In the entries below, the word "every" appears on some lines. Copy each of those lines.

**Dataset entries:**
^^^^^^^^

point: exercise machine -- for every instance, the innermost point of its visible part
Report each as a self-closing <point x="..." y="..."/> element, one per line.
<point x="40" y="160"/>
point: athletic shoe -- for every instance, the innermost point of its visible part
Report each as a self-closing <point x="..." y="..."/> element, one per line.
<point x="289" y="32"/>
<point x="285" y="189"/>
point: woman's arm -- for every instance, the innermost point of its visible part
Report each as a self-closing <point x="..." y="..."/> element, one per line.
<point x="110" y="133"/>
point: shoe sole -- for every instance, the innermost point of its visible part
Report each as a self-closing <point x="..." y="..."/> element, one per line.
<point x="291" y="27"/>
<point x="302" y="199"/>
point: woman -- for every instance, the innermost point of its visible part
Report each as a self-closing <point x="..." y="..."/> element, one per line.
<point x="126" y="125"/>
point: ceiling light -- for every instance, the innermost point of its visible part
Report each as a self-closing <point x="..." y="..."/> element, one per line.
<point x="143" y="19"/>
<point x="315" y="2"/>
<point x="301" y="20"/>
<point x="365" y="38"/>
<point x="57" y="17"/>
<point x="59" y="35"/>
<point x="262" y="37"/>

^^^^^^^^

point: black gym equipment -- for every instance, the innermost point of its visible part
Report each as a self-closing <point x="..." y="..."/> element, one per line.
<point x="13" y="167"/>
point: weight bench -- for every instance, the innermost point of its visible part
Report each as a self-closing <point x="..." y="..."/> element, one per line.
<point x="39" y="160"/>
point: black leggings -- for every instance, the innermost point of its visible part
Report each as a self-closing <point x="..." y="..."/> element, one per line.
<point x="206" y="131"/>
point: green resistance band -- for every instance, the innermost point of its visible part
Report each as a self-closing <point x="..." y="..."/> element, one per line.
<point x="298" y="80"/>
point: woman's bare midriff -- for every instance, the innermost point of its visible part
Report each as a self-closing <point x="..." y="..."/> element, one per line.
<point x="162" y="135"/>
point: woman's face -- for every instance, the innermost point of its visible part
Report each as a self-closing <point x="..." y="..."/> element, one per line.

^^^^^^^^

**Answer box:**
point: exercise machine -- for every instance, the innermost point of its visible part
point: athletic shoe -- for every instance, the innermost point of its visible part
point: woman's arm -- for every instance, the innermost point of its visible part
point: shoe sole -- for every instance, the innermost point of its visible part
point: woman -- for every instance, the innermost point of its visible part
point: ceiling light -- for every instance, the innermost point of its visible part
point: black gym equipment -- for every instance, the innermost point of its visible part
point: weight bench -- for every instance, the innermost point of its visible part
point: black leggings -- for every instance, the innermost point of its visible part
point: green resistance band -- for every instance, the innermost point of its visible part
point: woman's bare midriff -- for every instance, the innermost point of its visible part
point: woman's face -- for every instance, the innermost point of its visible part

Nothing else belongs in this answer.